Dataset extract →
########
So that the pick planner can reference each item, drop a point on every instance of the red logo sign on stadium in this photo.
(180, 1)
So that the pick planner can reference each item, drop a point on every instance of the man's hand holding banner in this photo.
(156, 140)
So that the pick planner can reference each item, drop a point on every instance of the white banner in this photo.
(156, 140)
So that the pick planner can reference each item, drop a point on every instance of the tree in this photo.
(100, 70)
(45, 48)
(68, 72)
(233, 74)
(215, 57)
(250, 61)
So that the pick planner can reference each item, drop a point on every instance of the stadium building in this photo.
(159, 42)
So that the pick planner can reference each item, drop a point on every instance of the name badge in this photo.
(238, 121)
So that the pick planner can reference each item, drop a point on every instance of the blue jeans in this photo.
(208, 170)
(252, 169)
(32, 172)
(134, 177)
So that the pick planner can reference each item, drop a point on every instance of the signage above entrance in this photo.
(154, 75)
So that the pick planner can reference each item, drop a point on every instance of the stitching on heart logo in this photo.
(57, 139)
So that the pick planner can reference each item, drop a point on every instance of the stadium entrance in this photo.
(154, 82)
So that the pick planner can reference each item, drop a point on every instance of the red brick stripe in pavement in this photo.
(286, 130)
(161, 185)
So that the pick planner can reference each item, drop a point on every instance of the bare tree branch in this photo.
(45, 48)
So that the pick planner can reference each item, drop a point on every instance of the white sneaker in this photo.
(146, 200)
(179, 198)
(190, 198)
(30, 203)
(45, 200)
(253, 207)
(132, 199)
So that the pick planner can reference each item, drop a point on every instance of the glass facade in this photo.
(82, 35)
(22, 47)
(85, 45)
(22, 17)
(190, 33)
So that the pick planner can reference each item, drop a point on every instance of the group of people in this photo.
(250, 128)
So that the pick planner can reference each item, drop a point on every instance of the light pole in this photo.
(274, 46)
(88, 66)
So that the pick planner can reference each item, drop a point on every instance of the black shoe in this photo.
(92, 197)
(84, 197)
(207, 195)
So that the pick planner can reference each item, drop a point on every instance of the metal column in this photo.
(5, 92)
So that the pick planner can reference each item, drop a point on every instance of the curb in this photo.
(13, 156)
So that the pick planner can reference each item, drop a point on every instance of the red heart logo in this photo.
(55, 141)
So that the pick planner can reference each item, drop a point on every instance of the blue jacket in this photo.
########
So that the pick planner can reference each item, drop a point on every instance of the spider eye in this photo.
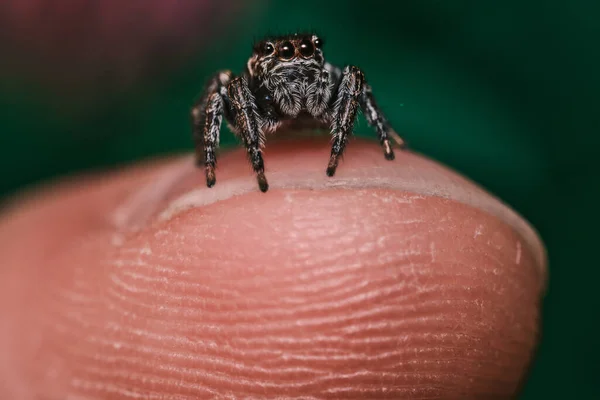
########
Problem details → Pick out each row above that contains the word "white" and copy it in full. Case counts, so only matches with the same capitalization qualify.

Written answer →
So that the pick planner can reference each item, drop a point on every instance of the white banner in this photo.
So that the pick planner can reference each item, drop a point on every instance of the white sneaker in this photo.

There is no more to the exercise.